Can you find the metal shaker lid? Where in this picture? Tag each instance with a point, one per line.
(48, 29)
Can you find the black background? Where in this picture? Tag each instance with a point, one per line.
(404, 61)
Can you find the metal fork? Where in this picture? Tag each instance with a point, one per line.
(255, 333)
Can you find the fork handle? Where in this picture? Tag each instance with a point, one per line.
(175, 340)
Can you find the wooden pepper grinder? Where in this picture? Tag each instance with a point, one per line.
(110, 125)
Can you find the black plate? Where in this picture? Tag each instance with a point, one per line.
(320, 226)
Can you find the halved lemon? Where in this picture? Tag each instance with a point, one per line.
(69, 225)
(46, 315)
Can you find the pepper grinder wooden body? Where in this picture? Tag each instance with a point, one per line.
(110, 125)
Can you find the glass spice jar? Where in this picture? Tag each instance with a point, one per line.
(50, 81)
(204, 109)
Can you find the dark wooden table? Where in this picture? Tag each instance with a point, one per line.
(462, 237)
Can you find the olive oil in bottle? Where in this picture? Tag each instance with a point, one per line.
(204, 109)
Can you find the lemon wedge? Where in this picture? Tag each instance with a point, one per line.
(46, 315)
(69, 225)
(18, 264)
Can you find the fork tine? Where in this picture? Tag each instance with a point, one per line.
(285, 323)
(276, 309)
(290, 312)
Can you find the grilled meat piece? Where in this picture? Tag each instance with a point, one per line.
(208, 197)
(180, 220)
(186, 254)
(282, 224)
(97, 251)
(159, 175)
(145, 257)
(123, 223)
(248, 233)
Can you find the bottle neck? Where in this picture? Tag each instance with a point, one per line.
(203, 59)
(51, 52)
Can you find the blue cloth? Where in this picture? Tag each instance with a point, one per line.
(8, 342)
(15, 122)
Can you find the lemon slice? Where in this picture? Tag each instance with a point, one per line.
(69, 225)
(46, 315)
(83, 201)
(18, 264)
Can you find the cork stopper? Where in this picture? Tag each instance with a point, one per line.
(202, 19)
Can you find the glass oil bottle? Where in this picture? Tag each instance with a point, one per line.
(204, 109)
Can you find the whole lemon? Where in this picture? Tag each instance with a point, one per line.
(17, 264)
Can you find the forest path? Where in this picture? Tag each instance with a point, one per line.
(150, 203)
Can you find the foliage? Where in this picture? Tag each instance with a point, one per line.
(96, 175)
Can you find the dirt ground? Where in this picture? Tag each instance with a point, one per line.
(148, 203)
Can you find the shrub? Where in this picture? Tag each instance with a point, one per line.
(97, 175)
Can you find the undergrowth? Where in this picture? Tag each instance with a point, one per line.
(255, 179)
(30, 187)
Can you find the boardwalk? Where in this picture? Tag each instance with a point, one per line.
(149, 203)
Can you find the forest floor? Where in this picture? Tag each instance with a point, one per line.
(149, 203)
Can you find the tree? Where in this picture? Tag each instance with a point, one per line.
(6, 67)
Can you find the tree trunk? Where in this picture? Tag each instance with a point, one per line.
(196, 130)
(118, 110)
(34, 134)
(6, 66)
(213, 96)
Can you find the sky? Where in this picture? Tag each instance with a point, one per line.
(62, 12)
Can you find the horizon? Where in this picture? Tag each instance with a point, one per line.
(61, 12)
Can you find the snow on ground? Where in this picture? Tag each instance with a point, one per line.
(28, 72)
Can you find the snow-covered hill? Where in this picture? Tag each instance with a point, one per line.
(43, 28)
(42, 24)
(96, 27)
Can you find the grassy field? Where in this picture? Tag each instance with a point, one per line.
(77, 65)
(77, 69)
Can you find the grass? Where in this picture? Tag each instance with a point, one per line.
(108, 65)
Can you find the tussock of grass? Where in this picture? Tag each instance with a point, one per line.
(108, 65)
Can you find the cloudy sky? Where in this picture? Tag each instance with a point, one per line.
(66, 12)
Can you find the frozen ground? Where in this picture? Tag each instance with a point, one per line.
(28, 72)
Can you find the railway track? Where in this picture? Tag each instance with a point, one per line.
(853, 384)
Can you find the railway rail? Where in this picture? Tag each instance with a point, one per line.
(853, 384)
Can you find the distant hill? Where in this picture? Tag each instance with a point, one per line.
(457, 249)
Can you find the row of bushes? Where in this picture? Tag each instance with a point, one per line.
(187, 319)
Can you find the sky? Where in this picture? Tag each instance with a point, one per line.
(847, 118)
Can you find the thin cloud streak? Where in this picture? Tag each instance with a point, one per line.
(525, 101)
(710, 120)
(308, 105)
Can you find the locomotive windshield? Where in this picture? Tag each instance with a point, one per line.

# What is being asked
When you retype the entries above, keep every line identical to the source.

# Result for this exercise
Can you find the metal shaker lid? Where in this picture? Tag each instance with a point, one per line.
(48, 29)
Can you find the black background? Where in this picture? Tag each instance with a point, one per line.
(404, 61)
Can you find the metal fork? Where in this picture? Tag each instance with a point, one per line.
(255, 333)
Can you find the fork handle? Where in this picture? Tag each instance with a point, one per line.
(175, 340)
Can you find the wooden pepper grinder? Where in this picture? Tag each instance with a point, one per line.
(110, 125)
Can you find the black plate? Where in this picture? Tag each instance with a point, one per line.
(320, 226)
Can you find the halved lemon? Where in this picture? Tag each instance with a point, one per line.
(69, 225)
(46, 315)
Can you find the pepper grinder wooden body? Where in this picture? Tag each instance with a point, one per line.
(110, 125)
Can you find the glass spice jar? Where in this picture? Tag each instance with a point, one per line.
(50, 81)
(204, 109)
Can you find the dark wooden table? Where in this picture? Tag each instance with a point, one per line.
(462, 237)
Can you find the olive oil in bottle? Where in this picture? Tag each instance with a point, one per line.
(204, 109)
Can you find the lemon wedge? Where in this picture? Tag each instance with a point, one per line.
(46, 315)
(69, 225)
(18, 264)
Can you find the fork tine? Where in this picture? Tag each instance with a point, one per line.
(285, 323)
(276, 309)
(290, 312)
Can you find the grilled meat piece? Where in this picture? Tag each instance with a point, one per line.
(208, 197)
(180, 220)
(186, 254)
(282, 224)
(97, 251)
(159, 175)
(145, 257)
(123, 223)
(248, 233)
Can you find the bottle neck? Where in this picture? Tag each instance with a point, one per line.
(203, 59)
(51, 52)
Can you find the blue cloth? Where in this picture? Tag each instance with a point, one per line.
(8, 342)
(15, 122)
Can you find the lemon slice? Where in this picture? Tag each instance with a point, one per line.
(69, 225)
(46, 315)
(83, 201)
(18, 264)
Can you find the cork stopper? Where in this picture? Tag each instance with a point, one per line.
(202, 19)
Can you find the glass oil bottle? Where in this picture? Tag each instance with a point, one per line.
(204, 109)
Can you find the whole lemon? Where in this picture? Tag each instance with a point, one per line.
(17, 264)
Can you find the forest path? Where in this picture? Tag each instance with a point, one per line.
(150, 203)
Can you find the foliage? Where in this picture? Tag each instance with a point, one per line.
(96, 175)
Can you find the dirt ground? Where in this picture? Tag each instance with a point, one per line.
(148, 203)
Can you find the shrub? Where in this picture? Tag each instance with a point, one per line.
(97, 175)
Can you find the undergrowth? Where in this picture? Tag each instance with a point, one per line.
(255, 179)
(30, 187)
Can you find the boardwalk? Where in this picture? Tag each instance with a point, one per line.
(149, 203)
Can you find the forest floor? Where in this picture? Tag each instance with a point, one per line.
(149, 203)
Can you find the tree? Where in this picture? Tag each instance with a point, one per line.
(6, 67)
Can you find the tree trunk? Where in this picture? Tag each instance with a point, one per line.
(196, 130)
(118, 110)
(34, 134)
(6, 66)
(213, 96)
Can you find the sky? Where in this picture? Tag each instance with a point, one per line.
(62, 12)
Can you find the horizon? Where in this picture? Tag each instance with a point, one per line.
(61, 12)
Can you find the snow on ground? Where in this picture? Tag each instance with a point, one per line.
(28, 72)
Can you find the snow-covered hill? Where in this picture? Tag each instance with a point, one per line.
(43, 28)
(42, 24)
(96, 27)
Can you find the grassy field? Where in this picture? Tag each instance with a point, one per line.
(77, 65)
(77, 69)
Can you find the grass? Where in this picture? Tag each instance with a point, one per line.
(108, 65)
Can you find the tussock of grass? Where in this picture? Tag each instance with a point, one per line.
(108, 65)
Can you find the cloudy sky? Where in this picture? Tag each instance with a point, one per line.
(66, 12)
Can you find the frozen ground? Where in this picture? Tag each instance with a point, one per line.
(28, 72)
Can you find the railway track? Where in this picture? Tag each instance with a point, one per line.
(853, 384)
Can you find the railway rail? Where in this picture? Tag each instance with a point, one per line.
(853, 384)
Can you find the distant hill? Where in this picture? Tag each instance with a point, one per line.
(457, 249)
Can you find the row of bushes? Where in this picture? Tag each instance with a point, one per line.
(187, 319)
Can you find the sky? Where in this picture? Tag each instance with a point, one per line.
(847, 118)
Can you find the thin cloud streak? Where in this picture? Tag each instance with a point, one per line.
(525, 101)
(710, 120)
(308, 105)
Can you find the locomotive windshield? Where in this picture? Tag each instance with a point, one per line.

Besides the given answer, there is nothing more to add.